==== GIVEN TEXT ====

Old Stone House, Rochester

The Old Stone House, 2016 (SCHS)

The Old Stone House, 2016 (SCHS)

The Old Stone House, a project of the Rochester Historical Preservation Society, is an 1830s dwelling moved from its original site east of town to near Rochester Community Park. It is open periodically as a living history demonstration.

The house was built between 1832 and 1836 by Samuel Stevens, who had moved to central Illinois from New Hampshire. According to a historical marker outside the house, family tradition was that Stevens’ future father-in-law would not allow Stevens to marry his intended, Lucetta Putnam, until she had a “suitable” home.

Stevens, who with two partners owned a grain mill and speculated in land, built the house about three miles east of Rochester on what was called the Terre Haute road (now Buckhart Road), a main east-west route in those days.

The couple had a child, Phineas, in 1838, but Samuel Stevens died the next year. Under Illinois law at the time, his property went to the infant Phineas, and Lucetta Stevens was forced to sue to obtain “dower” rights.  A young Abraham Lincoln wrote the final decree.

Acting as the lawyer for one Mary Hunt, Lincoln also filed to foreclose on 240 acres of land Stevens had bought, but not paid for, before his death. The foreclosure was approved and the land sold to satisfy Stevens’ debt.

The 18- by 36-foot house has three stories and two fireplaces, one in the lower-level kitchen and the other in the ground-floor living area. The kitchen also includes a baking oven, with a separate chimney flue, and a well that provided a convenient, indoor source of water. (In addition, wooden gutters directed rainwater to an outside cistern.) Two bedrooms are in the top-floor loft, which was warmed by air leaking upward from below.

==== DATASET SECTION ====

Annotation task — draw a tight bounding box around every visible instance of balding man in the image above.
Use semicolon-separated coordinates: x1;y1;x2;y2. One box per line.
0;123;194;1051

====

## [WHAT YOU HAVE TO DO]
Write out the Old Stone House text again in full, word for word.

## [EXERCISE RESULT]
Old Stone House, Rochester

The Old Stone House, 2016 (SCHS)

The Old Stone House, 2016 (SCHS)

The Old Stone House, a project of the Rochester Historical Preservation Society, is an 1830s dwelling moved from its original site east of town to near Rochester Community Park. It is open periodically as a living history demonstration.

The house was built between 1832 and 1836 by Samuel Stevens, who had moved to central Illinois from New Hampshire. According to a historical marker outside the house, family tradition was that Stevens’ future father-in-law would not allow Stevens to marry his intended, Lucetta Putnam, until she had a “suitable” home.

Stevens, who with two partners owned a grain mill and speculated in land, built the house about three miles east of Rochester on what was called the Terre Haute road (now Buckhart Road), a main east-west route in those days.

The couple had a child, Phineas, in 1838, but Samuel Stevens died the next year. Under Illinois law at the time, his property went to the infant Phineas, and Lucetta Stevens was forced to sue to obtain “dower” rights.  A young Abraham Lincoln wrote the final decree.

Acting as the lawyer for one Mary Hunt, Lincoln also filed to foreclose on 240 acres of land Stevens had bought, but not paid for, before his death. The foreclosure was approved and the land sold to satisfy Stevens’ debt.

The 18- by 36-foot house has three stories and two fireplaces, one in the lower-level kitchen and the other in the ground-floor living area. The kitchen also includes a baking oven, with a separate chimney flue, and a well that provided a convenient, indoor source of water. (In addition, wooden gutters directed rainwater to an outside cistern.) Two bedrooms are in the top-floor loft, which was warmed by air leaking upward from below.